■ **STORED DATA**
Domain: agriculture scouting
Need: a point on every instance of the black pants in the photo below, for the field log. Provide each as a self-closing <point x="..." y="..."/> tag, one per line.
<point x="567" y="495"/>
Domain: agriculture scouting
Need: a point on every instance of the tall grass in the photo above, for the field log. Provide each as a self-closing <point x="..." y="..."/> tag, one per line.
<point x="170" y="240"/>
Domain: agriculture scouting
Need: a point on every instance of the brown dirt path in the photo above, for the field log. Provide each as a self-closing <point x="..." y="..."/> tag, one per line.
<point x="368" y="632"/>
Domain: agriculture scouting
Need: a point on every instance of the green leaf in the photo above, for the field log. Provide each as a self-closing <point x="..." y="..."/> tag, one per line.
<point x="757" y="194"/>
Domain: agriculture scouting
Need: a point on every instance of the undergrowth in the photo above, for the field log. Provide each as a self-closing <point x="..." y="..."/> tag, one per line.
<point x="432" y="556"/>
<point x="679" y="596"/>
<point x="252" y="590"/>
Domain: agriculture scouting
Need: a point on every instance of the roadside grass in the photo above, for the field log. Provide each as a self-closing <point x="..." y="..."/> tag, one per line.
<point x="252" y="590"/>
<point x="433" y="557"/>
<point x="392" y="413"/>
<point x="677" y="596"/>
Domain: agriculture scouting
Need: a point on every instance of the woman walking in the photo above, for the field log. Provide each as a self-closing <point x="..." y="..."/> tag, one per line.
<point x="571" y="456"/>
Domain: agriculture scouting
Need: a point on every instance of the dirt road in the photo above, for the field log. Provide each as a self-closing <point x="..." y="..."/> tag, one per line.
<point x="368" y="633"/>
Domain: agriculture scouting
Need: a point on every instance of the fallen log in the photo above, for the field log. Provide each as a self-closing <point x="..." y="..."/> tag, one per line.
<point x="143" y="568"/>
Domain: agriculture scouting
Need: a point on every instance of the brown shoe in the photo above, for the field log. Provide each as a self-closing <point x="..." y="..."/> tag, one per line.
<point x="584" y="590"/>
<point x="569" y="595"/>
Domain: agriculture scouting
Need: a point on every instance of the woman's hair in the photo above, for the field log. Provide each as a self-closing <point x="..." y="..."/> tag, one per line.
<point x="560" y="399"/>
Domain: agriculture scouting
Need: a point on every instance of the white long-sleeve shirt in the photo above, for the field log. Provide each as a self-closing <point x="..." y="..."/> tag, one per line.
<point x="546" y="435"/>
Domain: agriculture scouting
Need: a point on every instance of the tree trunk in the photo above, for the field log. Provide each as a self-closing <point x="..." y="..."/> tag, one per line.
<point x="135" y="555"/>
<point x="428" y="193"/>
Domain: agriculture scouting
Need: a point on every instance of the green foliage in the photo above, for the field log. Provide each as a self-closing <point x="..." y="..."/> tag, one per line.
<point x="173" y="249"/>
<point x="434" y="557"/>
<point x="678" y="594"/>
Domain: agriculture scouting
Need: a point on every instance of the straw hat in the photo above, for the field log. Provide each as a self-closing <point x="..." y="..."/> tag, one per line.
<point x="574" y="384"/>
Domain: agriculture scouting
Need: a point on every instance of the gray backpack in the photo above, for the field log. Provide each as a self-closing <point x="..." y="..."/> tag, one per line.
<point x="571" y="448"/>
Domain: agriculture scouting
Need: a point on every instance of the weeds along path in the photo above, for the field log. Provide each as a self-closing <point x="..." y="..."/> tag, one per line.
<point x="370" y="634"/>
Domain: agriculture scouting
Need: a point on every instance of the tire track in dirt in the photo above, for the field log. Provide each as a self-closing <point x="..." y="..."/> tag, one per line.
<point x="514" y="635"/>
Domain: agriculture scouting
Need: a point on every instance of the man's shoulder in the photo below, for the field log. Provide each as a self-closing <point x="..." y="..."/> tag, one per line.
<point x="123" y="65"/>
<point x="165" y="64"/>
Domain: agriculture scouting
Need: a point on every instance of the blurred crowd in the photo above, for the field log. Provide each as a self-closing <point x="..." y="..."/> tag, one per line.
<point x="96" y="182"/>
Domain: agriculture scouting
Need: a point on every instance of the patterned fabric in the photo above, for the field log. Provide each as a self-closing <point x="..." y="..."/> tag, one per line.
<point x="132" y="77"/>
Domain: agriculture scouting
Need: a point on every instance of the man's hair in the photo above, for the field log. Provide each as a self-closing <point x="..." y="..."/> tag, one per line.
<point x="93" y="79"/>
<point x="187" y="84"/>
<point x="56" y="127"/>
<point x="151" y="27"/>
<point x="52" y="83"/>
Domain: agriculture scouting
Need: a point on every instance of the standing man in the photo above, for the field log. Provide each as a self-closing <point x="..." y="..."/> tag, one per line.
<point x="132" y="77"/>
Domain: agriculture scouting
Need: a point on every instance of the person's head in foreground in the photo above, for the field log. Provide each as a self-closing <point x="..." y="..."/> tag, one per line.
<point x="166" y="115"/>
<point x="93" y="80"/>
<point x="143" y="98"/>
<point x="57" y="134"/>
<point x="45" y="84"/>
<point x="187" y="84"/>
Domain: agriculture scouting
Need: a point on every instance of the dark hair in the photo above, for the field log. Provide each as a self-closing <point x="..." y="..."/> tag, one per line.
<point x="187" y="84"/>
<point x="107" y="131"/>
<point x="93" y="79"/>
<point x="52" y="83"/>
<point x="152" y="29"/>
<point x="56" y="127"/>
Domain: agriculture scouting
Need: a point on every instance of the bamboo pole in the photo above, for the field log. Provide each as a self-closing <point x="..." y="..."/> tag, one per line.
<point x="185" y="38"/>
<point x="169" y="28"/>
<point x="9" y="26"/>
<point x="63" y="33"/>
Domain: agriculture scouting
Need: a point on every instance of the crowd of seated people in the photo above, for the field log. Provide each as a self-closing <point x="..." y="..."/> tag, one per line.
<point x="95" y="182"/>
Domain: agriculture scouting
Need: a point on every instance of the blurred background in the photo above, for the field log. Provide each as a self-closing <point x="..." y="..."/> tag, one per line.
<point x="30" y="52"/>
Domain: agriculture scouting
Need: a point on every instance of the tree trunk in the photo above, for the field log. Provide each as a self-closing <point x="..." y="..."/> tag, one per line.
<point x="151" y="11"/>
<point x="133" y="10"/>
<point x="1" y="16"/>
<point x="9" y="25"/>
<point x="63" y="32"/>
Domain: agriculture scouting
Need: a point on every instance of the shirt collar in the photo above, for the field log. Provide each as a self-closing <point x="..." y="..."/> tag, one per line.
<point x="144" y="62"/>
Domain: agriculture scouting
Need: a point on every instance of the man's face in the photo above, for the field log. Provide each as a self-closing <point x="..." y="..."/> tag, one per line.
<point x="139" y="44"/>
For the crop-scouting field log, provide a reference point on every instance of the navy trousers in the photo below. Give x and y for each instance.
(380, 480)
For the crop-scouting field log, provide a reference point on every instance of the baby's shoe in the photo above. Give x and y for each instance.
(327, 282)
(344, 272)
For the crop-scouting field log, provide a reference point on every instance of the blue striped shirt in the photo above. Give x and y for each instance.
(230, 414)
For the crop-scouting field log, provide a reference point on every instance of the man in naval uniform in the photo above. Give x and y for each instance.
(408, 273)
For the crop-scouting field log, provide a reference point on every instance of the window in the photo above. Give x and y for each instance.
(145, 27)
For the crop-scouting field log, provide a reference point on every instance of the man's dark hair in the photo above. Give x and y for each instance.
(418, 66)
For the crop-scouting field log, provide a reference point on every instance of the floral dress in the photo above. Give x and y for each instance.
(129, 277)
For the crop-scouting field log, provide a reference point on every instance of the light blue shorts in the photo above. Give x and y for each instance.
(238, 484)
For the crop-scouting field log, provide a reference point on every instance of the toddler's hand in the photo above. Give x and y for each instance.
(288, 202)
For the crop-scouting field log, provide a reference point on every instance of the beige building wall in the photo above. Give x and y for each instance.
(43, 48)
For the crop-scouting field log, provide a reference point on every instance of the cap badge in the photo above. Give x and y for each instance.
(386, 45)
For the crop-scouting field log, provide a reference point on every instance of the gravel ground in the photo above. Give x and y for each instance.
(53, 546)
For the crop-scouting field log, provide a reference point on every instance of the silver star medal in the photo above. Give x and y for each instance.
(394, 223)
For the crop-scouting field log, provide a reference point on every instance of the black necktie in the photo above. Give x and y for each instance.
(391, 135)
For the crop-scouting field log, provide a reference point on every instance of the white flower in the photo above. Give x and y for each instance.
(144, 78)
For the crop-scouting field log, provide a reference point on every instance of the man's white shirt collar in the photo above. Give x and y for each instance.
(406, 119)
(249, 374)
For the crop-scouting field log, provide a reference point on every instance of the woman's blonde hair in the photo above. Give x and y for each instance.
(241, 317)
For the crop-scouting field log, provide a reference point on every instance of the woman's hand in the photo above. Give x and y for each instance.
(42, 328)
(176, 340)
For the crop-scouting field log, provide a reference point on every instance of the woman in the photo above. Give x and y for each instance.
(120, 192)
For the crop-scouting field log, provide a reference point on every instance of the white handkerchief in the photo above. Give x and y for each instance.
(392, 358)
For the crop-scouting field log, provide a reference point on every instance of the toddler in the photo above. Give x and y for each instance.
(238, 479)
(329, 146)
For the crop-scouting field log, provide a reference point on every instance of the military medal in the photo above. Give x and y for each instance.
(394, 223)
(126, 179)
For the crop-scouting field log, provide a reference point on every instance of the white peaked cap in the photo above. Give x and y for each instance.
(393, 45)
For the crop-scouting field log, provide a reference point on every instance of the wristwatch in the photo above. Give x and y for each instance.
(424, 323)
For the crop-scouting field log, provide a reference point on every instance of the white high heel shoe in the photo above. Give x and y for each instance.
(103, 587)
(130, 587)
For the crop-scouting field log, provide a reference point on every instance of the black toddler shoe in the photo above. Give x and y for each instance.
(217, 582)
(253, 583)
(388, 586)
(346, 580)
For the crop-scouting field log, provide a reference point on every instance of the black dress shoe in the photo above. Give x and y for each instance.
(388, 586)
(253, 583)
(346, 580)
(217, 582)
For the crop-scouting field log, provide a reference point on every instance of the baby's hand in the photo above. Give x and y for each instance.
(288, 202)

■ **WORK TO COMPLETE**
Everything from the line that has "the white peaked" to the final line above should be retyped exactly, and nothing else.

■ **ANSWER TO THE EXERCISE**
For the crop-scouting field log, provide a reference point on every instance of the white peaked cap in the photo above. Give x and y for each instance.
(393, 45)
For the crop-scouting field log, provide a reference point on every instance of the wristwatch in the photo above. Give x and y for each instance.
(424, 323)
For the crop-scouting field log, provide a reference point on every instance of the white high heel shoe in the photo above. Give x and y for each instance.
(103, 587)
(130, 587)
For the crop-scouting field log, provide a reference point on every instance of the black toddler shoe in the photo above. Give x and y for each instance.
(217, 582)
(253, 583)
(388, 586)
(346, 580)
For the crop-scouting field log, provide a reference point on every instance of the black dress shoe in the photo above. Give x and y for each instance.
(388, 586)
(253, 583)
(346, 580)
(217, 582)
For the crop-scouting field log, provide a reference point on every instance of the baby's hand in the photo above. Give x and y for each instance.
(288, 202)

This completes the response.